> Text
# Generating New Shoe Design using GAN
## Jerry Wei 

Source: https://github.com/JerryWei03/ShoeGAN

**This notebook will:**
- Implement Generative Adversarial Networks to create new shoe designs
- Use matrix algebra concepts to achieve this goal

# 2 - Resizing the Images

Because the images that were webscraped had different sizes, it is incredibly important to resize the images into a consistent shape, in this case 128 by 128 pixels. The resized images are then saved into another folder called resizedData. Additionally, the images are renamed in the function to allow easier identification for later purposes (each image is given a number from range 1 to 2000).

In [2]:
import os
import PIL
from PIL import Image

src = "shoes_224" 
dst = "resizedData" # resized

os.mkdir(dst)

counter = 1;
for each in os.listdir(src):
    if each == '.DS_Store':
        continue;
    img = Image.open('shoes_224/' + each)
    img = img.resize((128, 128), PIL.Image.ANTIALIAS)
    img.save('resizedData/' + str(counter) + '.jpg')
    counter+=1
    
print("Done")

Done


# 3 - Changing RGBA to RGB

The images are currently in RGBA form, and this cell will convert them from RGBA into RGB, the three layers that a convolutional neural network takes in. The new images are saved into another folder called resized_black. 

In [3]:
from PIL import Image
import os
src = "resizedData"
dst = "resized_black/"

os.mkdir(dst)

for each in os.listdir(src):
    png = Image.open(os.path.join(src,each))
    # print each
    if png.mode == 'RGBA':
        png.load() # required for png.split()
        background = Image.new("RGB", png.size, (0,0,0))
        background.paste(png, mask=png.split()[3]) # 3 is the alpha channel
        background.save(os.path.join(dst,each.split('.')[0] + '.jpg'), 'JPEG')
    else:
        png.convert('RGB')
        png.save(os.path.join(dst,each.split('.')[0] + '.jpg'), 'JPEG')

print("Done")

Done


# 4 - Preparing for Model Training

This cell imports basic packages needed for the model's traning and also defines some variables that are needed for future uses.

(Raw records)
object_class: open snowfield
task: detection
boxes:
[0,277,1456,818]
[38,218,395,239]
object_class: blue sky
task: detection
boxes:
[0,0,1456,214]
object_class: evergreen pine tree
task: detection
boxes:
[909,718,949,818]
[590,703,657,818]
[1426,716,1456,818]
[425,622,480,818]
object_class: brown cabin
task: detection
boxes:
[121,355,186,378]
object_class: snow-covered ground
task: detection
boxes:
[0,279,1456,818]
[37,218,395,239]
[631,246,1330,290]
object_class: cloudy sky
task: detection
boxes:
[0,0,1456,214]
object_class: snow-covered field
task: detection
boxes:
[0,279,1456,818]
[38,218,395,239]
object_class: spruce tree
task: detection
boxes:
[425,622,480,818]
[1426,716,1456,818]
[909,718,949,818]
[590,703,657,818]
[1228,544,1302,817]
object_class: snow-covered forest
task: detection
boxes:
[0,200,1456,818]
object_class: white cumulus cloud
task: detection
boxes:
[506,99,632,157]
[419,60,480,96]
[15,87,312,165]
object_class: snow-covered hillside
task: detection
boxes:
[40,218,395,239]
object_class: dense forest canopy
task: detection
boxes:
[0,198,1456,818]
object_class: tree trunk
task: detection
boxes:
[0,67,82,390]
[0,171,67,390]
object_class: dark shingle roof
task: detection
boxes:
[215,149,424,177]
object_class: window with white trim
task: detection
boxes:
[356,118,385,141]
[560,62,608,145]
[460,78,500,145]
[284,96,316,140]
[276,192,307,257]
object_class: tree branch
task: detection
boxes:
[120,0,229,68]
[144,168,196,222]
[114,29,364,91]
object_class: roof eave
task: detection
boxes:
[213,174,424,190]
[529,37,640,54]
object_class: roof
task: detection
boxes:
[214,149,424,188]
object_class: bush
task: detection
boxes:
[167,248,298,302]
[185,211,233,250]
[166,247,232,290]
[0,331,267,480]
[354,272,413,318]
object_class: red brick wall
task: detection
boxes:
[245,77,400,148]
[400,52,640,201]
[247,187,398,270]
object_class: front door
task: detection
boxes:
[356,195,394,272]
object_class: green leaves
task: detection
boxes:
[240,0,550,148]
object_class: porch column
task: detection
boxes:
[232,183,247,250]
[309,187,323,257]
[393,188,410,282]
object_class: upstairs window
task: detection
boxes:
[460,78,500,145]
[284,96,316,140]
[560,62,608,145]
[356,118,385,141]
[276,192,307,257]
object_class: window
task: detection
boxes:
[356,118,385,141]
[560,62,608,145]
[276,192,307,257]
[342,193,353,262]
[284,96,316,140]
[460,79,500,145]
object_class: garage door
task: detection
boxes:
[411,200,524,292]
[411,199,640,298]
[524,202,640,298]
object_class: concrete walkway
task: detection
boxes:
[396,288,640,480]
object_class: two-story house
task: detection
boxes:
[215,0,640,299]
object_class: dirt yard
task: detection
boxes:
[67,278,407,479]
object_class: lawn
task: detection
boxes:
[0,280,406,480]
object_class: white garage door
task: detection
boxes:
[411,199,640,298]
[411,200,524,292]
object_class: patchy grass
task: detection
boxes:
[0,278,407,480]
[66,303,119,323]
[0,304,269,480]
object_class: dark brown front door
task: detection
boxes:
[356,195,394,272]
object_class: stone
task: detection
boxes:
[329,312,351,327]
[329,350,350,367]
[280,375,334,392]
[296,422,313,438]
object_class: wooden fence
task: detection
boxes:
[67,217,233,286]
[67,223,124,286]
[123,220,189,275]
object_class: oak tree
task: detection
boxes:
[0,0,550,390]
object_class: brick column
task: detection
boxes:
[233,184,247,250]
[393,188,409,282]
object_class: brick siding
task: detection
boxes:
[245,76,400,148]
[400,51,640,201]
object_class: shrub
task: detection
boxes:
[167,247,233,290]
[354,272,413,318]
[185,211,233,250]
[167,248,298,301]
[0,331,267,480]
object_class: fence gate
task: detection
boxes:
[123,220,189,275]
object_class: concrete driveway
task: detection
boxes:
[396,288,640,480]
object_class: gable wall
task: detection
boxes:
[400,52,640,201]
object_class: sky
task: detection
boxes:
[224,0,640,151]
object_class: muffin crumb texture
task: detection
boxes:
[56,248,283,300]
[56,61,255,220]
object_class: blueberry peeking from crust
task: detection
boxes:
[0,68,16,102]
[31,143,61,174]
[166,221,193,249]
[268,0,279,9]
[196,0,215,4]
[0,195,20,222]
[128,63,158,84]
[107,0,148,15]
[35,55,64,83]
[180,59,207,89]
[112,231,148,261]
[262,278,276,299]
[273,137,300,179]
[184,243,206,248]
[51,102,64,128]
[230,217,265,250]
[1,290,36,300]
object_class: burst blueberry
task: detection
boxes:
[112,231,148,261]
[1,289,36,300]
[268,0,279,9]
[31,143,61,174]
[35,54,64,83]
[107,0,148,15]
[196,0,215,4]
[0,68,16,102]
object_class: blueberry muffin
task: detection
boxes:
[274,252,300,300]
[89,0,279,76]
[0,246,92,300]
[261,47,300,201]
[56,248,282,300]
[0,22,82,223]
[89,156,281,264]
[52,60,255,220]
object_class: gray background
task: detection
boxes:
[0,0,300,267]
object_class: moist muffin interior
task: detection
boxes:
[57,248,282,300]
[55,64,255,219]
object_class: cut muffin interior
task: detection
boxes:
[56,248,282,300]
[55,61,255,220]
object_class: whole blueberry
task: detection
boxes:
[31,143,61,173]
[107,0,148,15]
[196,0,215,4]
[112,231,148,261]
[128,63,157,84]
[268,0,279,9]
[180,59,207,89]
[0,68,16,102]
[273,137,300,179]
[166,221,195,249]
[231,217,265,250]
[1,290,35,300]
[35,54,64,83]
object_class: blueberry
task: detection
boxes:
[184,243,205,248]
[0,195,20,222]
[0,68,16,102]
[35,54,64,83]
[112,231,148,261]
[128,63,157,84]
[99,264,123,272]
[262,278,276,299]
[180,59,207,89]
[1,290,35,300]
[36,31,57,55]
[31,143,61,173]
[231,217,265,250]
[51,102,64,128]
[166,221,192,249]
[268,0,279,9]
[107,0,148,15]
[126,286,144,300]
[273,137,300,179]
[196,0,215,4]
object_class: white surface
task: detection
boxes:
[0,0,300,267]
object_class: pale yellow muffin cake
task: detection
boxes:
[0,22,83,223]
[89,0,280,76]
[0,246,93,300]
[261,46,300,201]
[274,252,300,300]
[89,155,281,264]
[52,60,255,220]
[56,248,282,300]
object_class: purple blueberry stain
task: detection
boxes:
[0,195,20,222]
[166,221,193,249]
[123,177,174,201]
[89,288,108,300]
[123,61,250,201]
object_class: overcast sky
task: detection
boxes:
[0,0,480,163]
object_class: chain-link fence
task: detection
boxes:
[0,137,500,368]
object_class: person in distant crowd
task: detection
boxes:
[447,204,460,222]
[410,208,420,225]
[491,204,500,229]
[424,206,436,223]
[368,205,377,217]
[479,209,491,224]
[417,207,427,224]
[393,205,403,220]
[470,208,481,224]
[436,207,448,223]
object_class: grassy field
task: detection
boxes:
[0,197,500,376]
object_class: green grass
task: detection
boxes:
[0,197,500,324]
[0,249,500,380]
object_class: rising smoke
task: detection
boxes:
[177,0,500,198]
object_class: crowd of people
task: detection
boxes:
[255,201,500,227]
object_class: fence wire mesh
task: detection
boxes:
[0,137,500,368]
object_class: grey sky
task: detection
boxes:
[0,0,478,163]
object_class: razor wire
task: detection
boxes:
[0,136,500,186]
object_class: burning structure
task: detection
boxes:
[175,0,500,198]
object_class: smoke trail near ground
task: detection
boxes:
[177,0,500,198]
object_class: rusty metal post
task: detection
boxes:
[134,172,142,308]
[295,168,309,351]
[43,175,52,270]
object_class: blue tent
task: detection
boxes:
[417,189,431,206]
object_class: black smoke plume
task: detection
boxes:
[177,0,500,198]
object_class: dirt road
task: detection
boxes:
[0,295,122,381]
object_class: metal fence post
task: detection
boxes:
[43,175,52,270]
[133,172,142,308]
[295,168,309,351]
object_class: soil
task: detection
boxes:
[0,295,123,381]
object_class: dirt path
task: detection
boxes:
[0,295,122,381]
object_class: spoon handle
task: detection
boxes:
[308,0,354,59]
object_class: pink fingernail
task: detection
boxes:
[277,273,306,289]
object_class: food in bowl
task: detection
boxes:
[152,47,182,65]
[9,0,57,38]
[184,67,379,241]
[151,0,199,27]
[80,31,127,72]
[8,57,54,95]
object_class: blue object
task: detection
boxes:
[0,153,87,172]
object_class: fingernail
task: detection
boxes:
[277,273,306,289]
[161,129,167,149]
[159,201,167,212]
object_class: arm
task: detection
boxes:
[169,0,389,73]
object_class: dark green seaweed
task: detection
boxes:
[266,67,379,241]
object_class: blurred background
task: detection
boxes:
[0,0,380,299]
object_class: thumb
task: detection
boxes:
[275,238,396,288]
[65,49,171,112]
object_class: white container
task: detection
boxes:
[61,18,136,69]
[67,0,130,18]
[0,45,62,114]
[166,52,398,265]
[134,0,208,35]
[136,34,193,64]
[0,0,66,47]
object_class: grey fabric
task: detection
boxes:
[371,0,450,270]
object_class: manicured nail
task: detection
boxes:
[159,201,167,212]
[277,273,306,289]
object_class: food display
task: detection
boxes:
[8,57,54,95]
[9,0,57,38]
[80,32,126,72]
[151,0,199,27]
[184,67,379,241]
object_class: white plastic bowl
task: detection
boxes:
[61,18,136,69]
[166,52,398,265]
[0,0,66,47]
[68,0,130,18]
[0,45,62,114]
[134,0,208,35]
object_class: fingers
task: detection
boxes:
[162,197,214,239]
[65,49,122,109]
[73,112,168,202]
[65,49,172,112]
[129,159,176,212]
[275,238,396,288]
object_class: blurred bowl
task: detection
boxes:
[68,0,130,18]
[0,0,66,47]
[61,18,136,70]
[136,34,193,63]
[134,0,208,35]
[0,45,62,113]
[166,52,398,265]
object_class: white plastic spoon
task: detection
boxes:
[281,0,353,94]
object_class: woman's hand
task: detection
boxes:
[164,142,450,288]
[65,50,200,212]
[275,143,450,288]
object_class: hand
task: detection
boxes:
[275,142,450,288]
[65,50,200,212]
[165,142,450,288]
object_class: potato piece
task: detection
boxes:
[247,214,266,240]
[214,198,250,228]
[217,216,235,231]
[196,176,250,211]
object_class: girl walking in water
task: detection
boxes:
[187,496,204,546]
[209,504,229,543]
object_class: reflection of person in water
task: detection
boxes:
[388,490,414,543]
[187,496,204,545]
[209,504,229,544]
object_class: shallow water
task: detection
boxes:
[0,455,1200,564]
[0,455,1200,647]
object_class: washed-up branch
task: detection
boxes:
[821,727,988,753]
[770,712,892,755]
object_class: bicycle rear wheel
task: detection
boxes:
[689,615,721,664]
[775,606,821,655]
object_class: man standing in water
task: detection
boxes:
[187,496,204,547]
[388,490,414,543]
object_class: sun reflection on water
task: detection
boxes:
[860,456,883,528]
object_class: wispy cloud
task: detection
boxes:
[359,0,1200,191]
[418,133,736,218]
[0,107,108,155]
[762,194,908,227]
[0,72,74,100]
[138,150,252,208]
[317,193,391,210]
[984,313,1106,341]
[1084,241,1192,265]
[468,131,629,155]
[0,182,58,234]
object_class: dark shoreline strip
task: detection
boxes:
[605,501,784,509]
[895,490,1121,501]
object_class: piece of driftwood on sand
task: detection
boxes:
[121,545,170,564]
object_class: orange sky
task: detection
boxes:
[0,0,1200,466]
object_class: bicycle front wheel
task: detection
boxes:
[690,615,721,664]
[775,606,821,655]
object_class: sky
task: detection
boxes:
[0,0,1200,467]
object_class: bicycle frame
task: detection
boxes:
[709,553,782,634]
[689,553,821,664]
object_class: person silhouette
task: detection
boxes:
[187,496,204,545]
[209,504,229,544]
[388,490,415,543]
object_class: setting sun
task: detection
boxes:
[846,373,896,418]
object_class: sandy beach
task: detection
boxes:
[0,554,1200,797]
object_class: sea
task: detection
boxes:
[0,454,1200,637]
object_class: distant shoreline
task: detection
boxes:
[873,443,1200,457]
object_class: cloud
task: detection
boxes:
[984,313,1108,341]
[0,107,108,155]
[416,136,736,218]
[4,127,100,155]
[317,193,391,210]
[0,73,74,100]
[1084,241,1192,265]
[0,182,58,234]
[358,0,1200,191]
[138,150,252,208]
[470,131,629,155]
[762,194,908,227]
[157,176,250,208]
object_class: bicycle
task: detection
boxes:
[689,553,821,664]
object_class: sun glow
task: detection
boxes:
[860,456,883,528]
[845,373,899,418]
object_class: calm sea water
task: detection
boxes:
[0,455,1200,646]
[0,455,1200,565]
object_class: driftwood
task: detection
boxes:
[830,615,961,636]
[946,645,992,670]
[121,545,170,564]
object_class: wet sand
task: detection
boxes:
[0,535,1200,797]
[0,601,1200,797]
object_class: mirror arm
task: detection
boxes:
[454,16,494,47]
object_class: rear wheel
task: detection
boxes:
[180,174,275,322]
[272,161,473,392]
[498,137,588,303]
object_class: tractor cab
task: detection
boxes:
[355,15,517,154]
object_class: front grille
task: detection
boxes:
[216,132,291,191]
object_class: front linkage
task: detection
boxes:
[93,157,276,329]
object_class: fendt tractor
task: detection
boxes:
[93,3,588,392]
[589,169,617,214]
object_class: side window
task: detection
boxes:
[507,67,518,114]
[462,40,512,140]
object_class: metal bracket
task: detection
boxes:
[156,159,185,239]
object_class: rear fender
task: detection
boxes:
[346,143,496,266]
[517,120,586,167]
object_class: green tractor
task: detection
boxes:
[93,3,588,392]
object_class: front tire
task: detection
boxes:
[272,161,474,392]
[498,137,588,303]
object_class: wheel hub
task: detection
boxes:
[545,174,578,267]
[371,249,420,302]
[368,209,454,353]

> Written tasks
- a) Transcribe the passage of the shoe design notebook starting with "background.paste(png, mask=png.split()[3]) #" and going on through "png.convert('RGB')".
- b) In the shoe design notebook, what size are the webscraped images resized to?
- c) Take the shoe design notebook further, picking up right after its last sentence.
None of the entries matter for this work.

> Final answers
- a)
background.paste(png, mask=png.split()[3]) # 3 is the alpha channel
        background.save(os.path.join(dst,each.split('.')[0] + '.jpg'), 'JPEG')
    else:
        png.convert('RGB')

- b) 128 by 128 pixels.

- c)
In [4]:
import os
import tensorflow as tf
import numpy as np
import cv2
import random
import scipy.misc
from utils import *

slim = tf.contrib.slim

HEIGHT, WIDTH, CHANNEL = 128, 128, 3
BATCH_SIZE = 64
EPOCH = 100
os.environ['CUDA_VISIBLE_DEVICES'] = '15'
version = 'newShoes'
newShoe_path = './' + version

The TensorFlow contrib module will not be included in TensorFlow 2.0.
For more information, please see:
  * https://github.com/tensorflow/community/blob/master/rfcs/20180907-contrib-sunset.md
  * https://github.com/tensorflow/addons
  * https://github.com/tensorflow/io (for I/O related ops)
If you depend on functionality not listed there, please file an issue.



# 5 - Leaky ReLu Function

This cell simply defines a leaky ReLu function for later uses. <br> <br>
A leaky relu function allows a small, non-zero gradient when a unit is not active. This addresses the problem of "dying" relu units by allowing the units to maintain a small gradient when inactive instead of becoming 0.

In [5]:
def lrelu(x, n, leak=0.2): 
    """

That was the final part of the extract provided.